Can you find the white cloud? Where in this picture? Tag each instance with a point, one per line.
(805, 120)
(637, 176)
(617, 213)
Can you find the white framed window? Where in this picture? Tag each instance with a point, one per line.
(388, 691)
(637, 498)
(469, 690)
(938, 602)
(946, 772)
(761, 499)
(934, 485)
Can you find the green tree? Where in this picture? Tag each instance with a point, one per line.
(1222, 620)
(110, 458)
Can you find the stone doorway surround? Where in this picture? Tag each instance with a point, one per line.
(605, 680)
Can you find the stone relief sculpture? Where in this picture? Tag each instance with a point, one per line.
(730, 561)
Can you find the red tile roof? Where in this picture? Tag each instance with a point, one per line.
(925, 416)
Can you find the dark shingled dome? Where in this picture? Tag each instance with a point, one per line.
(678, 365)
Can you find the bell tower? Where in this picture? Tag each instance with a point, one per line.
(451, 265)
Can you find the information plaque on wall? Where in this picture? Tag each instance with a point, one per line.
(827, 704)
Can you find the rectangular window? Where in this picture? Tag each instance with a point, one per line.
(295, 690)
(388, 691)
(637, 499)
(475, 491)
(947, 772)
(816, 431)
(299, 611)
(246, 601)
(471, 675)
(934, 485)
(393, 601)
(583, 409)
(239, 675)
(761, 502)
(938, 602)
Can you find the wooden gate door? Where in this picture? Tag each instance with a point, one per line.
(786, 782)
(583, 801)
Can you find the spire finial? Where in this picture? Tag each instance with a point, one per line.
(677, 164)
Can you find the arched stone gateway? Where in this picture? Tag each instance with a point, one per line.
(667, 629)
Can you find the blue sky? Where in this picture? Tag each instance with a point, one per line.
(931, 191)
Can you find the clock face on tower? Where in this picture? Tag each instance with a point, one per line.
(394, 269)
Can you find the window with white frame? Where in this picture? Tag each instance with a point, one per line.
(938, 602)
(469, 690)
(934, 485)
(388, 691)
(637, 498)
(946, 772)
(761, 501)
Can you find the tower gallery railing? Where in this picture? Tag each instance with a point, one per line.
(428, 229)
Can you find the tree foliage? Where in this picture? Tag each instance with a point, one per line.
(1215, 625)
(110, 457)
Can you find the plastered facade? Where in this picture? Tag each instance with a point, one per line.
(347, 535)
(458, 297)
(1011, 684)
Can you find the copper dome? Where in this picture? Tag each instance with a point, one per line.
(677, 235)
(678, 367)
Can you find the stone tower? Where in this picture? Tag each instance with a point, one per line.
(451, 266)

####

## EXERCISE
Every line of data must be returned unchanged.

## SOLUTION TO THIS EXERCISE
Can you find the white cloud? Where in this picture? Tag each instance with a point, one per line.
(805, 120)
(637, 176)
(617, 213)
Can you find the white framed window? Where in this picture? Tag each instance with a point, one per line.
(388, 691)
(637, 498)
(469, 690)
(938, 602)
(946, 772)
(761, 499)
(934, 485)
Can you find the green tree? Where in this picture? Tag each instance with a point, one per line.
(1222, 620)
(110, 458)
Can you find the stone doorway surround? Where in this picture? Tag each instance with a point, one per line.
(605, 680)
Can you find the stone relief sculpture? Where in this picture? Tag each instance with a point, one per line.
(730, 561)
Can you find the red tile roof? Where in this picture? Tag each instance with a point, one per line.
(925, 416)
Can you find the dark shingled dome? Where in this picture? Tag each instance with a point, one per line.
(678, 365)
Can you find the bell tower? Where in this picture? Tag each instance with a point, one per line.
(451, 265)
Can you find the information plaque on wall? Where in this picture? Tag each instance with a point, one per line.
(827, 704)
Can you find the rectangular window? Where in this picture? Tag each instance with a point, one per line.
(295, 690)
(388, 691)
(637, 499)
(475, 491)
(947, 772)
(816, 431)
(299, 611)
(246, 601)
(471, 675)
(934, 485)
(393, 601)
(583, 409)
(239, 675)
(761, 502)
(938, 602)
Can you find the wooden gate door? Where in this picture? Tag each instance with a point, one per line.
(786, 782)
(583, 801)
Can you find the spire finial? Where in this picture? Tag each instance with a point, one per line.
(677, 164)
Can you find the arched stone gateway? Where in this picture? Tag each instance with a point, one per line.
(667, 629)
Can you find the blue sky? Where in this picture? Tag each instance with a point, one per line.
(931, 191)
Can you find the clock face on tower? Where in this picture? Tag each instance with a point, one per line.
(394, 269)
Can you find the window with white frame? Where in this picture? Tag each instance with a point, one per line.
(938, 602)
(469, 690)
(934, 485)
(388, 691)
(637, 498)
(946, 772)
(761, 501)
Can you find the tower gallery railing? Where in this picture? Tag each instance with a point, one per line.
(428, 229)
Can you find the tree foliage? Where in this picture? Tag each instance with a point, one per line.
(1215, 625)
(110, 457)
Can you find the plastered facade? Where in this picture? Tag each instance with a point, one per line.
(347, 535)
(458, 297)
(1011, 684)
Can you find the copper dome? Where in this picture? Tag each instance with a point, one per line.
(677, 235)
(678, 367)
Can you find the stone tower? Where in this picture? Tag each instance with a point, one per line.
(451, 266)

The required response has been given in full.